» **ROWS**
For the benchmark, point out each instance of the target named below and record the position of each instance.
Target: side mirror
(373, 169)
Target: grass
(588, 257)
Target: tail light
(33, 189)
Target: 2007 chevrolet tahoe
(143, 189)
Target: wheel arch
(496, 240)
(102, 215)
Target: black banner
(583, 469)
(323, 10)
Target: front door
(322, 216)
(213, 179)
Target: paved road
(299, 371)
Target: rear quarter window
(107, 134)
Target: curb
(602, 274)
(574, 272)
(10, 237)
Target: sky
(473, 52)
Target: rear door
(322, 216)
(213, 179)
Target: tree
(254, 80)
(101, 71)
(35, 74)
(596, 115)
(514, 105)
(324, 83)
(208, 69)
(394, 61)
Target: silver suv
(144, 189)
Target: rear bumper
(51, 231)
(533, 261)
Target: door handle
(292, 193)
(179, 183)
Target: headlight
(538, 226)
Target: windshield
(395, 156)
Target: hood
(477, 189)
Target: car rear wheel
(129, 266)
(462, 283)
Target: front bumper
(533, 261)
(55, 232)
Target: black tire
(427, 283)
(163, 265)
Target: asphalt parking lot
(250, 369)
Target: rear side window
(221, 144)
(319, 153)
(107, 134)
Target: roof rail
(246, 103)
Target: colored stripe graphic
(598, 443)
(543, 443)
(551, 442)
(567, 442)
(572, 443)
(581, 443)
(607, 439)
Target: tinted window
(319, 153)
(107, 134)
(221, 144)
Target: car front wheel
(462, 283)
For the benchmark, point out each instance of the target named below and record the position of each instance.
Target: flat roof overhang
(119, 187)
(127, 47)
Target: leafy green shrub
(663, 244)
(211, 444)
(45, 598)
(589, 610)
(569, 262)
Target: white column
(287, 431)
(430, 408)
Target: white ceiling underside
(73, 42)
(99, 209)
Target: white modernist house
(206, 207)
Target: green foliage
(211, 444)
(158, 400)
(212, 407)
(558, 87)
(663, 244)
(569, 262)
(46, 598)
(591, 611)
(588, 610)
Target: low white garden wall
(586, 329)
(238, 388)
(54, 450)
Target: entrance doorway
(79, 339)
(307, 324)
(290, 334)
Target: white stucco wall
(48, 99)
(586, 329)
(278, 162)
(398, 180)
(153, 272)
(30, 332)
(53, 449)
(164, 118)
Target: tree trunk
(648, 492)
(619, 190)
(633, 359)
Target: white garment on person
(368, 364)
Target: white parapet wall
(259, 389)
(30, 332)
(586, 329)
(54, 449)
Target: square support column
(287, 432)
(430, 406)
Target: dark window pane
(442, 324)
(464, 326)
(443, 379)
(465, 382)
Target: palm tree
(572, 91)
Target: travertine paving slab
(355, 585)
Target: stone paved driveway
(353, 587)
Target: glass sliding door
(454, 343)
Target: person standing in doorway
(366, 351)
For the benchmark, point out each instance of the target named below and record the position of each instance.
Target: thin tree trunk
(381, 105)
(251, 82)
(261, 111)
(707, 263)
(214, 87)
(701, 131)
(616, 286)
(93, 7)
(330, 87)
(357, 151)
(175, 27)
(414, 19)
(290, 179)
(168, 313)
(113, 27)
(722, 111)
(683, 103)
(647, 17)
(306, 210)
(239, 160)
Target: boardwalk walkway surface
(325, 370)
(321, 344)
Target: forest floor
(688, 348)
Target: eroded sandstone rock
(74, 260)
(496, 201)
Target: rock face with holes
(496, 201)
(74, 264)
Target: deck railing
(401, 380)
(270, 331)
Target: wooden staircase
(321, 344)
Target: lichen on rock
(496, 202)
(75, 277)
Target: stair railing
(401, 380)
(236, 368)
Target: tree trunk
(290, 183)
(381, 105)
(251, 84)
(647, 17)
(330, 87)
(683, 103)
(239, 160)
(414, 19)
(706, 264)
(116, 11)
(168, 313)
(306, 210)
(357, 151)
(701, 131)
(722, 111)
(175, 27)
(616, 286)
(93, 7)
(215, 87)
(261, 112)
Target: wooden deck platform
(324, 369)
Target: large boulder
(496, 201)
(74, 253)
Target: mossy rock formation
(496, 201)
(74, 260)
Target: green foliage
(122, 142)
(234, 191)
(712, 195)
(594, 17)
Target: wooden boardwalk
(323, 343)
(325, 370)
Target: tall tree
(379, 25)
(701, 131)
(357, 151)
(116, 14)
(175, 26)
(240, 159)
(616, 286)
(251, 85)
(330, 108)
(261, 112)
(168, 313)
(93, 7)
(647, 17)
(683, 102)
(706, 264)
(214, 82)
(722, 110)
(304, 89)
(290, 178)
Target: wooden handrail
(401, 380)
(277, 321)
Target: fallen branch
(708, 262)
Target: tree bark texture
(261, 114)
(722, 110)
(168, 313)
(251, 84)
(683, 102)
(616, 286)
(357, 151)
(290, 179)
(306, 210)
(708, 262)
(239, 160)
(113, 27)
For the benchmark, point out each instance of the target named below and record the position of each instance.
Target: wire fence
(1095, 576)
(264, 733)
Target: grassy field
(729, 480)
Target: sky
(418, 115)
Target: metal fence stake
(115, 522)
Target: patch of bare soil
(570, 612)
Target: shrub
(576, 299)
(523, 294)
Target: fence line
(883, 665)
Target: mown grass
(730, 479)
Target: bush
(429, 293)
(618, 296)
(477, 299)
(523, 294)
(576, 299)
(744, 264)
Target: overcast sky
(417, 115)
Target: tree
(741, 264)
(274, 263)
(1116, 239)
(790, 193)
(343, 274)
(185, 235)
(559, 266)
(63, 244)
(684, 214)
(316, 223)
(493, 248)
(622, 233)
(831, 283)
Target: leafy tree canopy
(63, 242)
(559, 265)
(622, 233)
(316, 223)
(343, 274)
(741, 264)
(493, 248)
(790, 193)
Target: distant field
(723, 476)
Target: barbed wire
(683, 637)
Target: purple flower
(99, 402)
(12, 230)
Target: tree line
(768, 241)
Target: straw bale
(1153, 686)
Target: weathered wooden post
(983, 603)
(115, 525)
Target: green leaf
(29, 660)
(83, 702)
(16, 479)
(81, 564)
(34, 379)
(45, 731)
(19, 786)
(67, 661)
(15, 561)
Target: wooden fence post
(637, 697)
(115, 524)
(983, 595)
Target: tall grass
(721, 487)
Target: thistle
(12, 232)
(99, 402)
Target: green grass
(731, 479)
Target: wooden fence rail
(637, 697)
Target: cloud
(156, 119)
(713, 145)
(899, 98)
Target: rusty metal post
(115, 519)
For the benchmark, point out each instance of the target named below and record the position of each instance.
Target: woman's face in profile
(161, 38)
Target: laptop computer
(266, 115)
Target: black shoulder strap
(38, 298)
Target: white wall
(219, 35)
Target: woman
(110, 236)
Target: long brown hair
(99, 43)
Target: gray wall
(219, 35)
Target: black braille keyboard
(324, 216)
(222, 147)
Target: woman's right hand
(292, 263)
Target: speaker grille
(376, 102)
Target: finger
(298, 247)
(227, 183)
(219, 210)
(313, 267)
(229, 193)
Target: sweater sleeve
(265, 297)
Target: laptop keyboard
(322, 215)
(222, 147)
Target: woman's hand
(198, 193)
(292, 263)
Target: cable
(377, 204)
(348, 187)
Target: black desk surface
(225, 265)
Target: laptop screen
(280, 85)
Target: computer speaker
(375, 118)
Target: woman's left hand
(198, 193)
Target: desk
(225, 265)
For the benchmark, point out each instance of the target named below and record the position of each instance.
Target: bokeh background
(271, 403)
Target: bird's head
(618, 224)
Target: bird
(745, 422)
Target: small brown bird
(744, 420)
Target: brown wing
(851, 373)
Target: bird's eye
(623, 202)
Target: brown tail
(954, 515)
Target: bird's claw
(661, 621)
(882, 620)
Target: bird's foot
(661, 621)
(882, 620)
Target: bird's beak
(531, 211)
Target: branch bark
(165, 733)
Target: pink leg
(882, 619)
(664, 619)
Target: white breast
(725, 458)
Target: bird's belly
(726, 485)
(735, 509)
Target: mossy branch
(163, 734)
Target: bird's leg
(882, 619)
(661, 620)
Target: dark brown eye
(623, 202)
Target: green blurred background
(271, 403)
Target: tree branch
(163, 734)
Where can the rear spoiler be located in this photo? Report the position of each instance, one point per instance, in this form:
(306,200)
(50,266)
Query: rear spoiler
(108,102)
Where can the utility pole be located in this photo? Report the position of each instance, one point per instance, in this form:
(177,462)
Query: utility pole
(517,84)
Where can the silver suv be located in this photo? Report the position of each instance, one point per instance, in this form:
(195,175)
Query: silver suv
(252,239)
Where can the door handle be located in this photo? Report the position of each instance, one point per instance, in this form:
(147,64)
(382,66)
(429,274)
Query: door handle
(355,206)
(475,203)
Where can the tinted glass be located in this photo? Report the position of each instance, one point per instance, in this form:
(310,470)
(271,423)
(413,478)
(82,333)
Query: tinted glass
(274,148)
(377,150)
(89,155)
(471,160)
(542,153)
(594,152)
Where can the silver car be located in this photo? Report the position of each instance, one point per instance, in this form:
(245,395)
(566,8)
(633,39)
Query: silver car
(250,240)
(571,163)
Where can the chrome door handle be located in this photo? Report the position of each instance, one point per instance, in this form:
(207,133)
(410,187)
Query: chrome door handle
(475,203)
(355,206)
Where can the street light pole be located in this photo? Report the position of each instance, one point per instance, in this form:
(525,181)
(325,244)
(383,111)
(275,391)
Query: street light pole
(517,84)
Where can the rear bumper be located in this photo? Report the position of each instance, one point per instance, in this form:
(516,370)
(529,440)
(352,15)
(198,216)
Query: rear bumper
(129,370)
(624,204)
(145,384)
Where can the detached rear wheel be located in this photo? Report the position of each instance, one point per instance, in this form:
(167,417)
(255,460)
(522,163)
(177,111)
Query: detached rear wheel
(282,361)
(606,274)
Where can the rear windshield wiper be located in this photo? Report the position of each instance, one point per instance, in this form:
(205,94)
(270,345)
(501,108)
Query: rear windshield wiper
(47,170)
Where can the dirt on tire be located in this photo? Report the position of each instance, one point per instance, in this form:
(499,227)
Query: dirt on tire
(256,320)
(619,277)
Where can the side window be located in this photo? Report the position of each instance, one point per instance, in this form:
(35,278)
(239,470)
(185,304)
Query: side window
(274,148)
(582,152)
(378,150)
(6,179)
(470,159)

» **WORK TO COMPLETE**
In the listing above, find the line containing "Where can the street" and please quote exactly that line through the last one, and no other lines.

» **EXERCISE RESULT**
Where can the street light pole be located in this photo? Report the position of each instance, one point per instance, in this form:
(525,181)
(325,244)
(383,111)
(275,391)
Query: street light pole
(517,84)
Where can the rear bumper be located in this photo? Report the position of each instance, one point per instance, in this form:
(516,370)
(529,440)
(352,15)
(198,216)
Query: rear bumper
(129,370)
(624,204)
(145,384)
Where can the detached rear wheel be located in this photo? Report the position of each instance, one point per instance, in this form:
(167,417)
(255,460)
(522,163)
(177,111)
Query: detached rear wheel
(282,361)
(606,274)
Where can the rear windshield wiper be located in this photo? Report the position of each instance, one point per instance, in this form:
(205,94)
(270,345)
(501,108)
Query: rear windshield wiper
(47,170)
Where can the dirt on tire be located in this photo? Report the position of each instance, one point per instance, in this form:
(499,227)
Query: dirt on tire
(256,320)
(619,277)
Where can the side window be located in this photo? Report the position of each instance, one point per instance, in this form:
(35,278)
(239,470)
(185,304)
Query: side window
(274,148)
(582,152)
(378,150)
(6,179)
(470,159)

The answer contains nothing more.